>> START

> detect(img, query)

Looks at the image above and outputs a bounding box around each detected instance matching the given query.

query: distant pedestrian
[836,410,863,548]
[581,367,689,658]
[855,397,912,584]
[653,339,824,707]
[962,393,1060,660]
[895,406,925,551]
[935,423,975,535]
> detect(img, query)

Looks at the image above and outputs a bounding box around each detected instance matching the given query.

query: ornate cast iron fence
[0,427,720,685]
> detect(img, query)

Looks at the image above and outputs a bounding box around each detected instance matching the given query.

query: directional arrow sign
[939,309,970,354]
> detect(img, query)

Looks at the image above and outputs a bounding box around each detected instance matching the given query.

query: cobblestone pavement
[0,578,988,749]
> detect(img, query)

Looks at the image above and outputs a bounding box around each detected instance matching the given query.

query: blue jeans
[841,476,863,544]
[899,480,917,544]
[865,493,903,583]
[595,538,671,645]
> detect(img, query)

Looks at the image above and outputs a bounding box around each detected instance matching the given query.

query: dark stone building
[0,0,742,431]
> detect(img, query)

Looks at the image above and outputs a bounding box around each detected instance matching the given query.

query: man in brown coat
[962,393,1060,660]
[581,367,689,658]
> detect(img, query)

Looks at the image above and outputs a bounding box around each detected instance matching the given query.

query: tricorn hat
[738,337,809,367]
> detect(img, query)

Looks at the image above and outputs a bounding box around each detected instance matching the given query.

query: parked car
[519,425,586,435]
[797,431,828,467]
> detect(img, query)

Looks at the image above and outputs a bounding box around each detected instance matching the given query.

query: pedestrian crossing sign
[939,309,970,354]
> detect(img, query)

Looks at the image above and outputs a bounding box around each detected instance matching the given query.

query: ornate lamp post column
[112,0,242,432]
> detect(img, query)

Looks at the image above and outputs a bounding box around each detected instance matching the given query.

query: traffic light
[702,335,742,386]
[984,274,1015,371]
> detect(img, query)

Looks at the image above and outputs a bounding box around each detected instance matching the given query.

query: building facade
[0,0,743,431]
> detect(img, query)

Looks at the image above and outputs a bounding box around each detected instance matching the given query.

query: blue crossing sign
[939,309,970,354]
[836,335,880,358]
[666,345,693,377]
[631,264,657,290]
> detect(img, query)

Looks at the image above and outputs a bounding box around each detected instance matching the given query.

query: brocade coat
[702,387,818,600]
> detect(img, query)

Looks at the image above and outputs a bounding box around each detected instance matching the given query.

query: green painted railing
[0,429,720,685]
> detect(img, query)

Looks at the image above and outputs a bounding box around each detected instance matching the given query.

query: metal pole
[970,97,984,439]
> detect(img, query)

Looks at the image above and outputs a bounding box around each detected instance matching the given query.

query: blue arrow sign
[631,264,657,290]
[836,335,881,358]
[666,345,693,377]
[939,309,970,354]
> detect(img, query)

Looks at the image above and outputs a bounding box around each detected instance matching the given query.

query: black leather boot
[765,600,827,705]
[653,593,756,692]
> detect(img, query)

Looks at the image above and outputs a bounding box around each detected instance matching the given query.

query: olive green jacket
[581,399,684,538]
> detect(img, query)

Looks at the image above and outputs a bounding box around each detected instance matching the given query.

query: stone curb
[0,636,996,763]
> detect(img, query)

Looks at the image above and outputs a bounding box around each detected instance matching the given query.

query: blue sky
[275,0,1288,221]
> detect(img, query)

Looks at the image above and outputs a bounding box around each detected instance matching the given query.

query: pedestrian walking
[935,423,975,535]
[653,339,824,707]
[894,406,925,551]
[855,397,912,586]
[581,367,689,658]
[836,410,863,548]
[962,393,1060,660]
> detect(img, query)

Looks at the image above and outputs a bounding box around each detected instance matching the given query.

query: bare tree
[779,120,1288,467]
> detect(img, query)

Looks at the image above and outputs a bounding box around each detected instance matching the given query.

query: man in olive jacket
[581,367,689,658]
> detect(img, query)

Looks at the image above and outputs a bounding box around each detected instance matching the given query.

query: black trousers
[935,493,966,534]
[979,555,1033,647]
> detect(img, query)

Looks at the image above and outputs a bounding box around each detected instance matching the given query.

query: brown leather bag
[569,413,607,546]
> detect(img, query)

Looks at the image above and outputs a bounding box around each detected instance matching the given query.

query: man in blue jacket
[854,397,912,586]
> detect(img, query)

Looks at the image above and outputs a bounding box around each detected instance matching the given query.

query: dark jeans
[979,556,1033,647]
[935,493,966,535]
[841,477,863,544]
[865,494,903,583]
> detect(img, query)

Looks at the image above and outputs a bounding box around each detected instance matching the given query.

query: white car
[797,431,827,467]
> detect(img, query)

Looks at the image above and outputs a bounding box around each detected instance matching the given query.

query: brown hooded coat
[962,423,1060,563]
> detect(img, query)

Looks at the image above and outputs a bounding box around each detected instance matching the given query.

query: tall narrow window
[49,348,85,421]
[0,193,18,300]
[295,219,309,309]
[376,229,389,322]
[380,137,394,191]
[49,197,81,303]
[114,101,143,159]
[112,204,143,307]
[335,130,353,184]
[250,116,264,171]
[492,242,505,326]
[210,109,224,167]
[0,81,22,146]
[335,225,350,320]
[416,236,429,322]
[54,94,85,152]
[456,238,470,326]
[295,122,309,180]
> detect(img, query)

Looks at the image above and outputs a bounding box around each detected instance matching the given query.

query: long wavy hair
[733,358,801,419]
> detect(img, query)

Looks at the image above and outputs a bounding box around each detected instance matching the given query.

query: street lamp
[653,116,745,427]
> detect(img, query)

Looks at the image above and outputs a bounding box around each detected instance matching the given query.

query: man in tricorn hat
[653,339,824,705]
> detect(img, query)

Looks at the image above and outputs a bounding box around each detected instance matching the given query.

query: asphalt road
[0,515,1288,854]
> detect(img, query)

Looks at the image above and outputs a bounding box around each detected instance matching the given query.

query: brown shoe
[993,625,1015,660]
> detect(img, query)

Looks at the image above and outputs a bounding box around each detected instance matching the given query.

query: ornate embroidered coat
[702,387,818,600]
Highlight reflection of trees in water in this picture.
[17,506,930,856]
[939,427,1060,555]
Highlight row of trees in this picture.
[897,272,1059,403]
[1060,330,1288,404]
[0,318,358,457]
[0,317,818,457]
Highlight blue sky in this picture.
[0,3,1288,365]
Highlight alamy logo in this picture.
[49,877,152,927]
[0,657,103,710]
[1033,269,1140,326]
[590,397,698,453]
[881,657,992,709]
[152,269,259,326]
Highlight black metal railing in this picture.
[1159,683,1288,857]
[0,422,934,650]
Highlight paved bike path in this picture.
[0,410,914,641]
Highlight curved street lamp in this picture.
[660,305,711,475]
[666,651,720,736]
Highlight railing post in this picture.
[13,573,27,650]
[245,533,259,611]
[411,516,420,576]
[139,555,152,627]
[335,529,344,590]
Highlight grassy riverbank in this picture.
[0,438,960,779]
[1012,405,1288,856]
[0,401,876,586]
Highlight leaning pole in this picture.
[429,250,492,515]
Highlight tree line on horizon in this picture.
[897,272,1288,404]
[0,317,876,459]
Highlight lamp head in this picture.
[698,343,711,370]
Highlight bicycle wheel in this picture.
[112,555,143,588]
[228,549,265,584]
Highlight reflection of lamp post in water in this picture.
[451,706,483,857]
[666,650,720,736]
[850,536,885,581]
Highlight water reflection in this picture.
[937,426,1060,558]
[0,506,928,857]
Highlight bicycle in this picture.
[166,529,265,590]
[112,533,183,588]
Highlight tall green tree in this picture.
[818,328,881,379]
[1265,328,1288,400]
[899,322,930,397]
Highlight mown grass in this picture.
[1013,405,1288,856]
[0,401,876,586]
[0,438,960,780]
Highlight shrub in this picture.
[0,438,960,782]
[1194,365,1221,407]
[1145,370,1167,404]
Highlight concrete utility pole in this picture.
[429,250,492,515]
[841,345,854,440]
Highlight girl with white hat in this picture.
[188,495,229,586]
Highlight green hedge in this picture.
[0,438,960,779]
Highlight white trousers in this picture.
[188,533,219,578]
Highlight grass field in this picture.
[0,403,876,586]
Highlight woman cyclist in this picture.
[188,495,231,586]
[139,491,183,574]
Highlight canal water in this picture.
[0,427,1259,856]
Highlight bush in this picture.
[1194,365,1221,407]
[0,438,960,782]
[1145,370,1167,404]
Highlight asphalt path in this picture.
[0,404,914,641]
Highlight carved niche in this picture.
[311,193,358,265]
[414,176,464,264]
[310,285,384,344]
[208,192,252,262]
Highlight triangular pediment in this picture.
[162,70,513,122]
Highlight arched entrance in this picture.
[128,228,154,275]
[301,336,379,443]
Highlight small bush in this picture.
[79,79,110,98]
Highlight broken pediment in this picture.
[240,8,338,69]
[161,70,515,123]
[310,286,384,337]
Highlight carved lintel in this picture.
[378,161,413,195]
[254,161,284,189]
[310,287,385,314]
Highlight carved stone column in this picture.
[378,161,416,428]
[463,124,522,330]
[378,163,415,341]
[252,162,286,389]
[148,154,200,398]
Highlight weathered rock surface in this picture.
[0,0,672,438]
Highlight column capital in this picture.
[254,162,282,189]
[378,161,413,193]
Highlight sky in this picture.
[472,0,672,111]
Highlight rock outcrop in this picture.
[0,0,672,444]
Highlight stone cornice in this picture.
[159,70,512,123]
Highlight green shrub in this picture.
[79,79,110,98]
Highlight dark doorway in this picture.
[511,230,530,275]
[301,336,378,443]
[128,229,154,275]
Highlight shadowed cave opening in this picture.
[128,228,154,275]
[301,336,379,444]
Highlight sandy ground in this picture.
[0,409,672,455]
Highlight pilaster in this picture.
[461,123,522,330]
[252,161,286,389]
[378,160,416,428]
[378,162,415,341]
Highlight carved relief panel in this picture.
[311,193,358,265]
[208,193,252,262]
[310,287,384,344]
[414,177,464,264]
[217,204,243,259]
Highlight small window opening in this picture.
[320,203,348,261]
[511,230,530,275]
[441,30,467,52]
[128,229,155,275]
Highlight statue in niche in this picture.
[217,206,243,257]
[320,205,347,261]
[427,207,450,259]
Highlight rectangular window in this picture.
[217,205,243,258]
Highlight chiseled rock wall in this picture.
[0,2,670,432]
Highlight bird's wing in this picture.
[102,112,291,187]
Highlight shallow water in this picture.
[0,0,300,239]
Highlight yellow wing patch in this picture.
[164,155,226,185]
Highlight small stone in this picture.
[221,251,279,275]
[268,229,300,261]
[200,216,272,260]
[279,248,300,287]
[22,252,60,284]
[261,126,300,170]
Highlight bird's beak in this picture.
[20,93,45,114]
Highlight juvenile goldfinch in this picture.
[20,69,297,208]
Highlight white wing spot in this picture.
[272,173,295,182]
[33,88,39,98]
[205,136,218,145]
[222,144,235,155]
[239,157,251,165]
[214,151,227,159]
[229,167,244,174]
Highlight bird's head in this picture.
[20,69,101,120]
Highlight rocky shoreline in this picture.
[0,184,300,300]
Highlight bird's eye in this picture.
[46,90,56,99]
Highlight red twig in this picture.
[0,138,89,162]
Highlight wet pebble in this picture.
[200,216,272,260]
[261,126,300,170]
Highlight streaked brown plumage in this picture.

>> END

§ Work instructions
Convert the data starting at the line that contains "Highlight leaning pole in this picture." and ending at the line that contains "[899,322,930,397]" into a two-column CSV with the columns instruction and output. Give one row for each instruction with its answer, each in a single quoted field, with line breaks replaced by spaces.

§ Written solution
instruction,output
"Highlight leaning pole in this picture.","[429,250,492,515]"
"Highlight tree line on horizon in this picture.","[897,272,1288,404] [0,317,876,459]"
"Highlight lamp head in this picture.","[698,343,711,370]"
"Highlight bicycle wheel in this picture.","[112,555,143,588] [228,549,265,584]"
"Highlight reflection of lamp post in water in this picture.","[451,706,483,857] [666,650,720,736] [850,536,885,581]"
"Highlight water reflection in this picture.","[937,426,1060,558] [0,506,928,857]"
"Highlight bicycle in this picture.","[166,529,265,590] [112,533,183,588]"
"Highlight tall green tree in this picture.","[818,328,881,379] [1265,328,1288,400] [899,322,930,397]"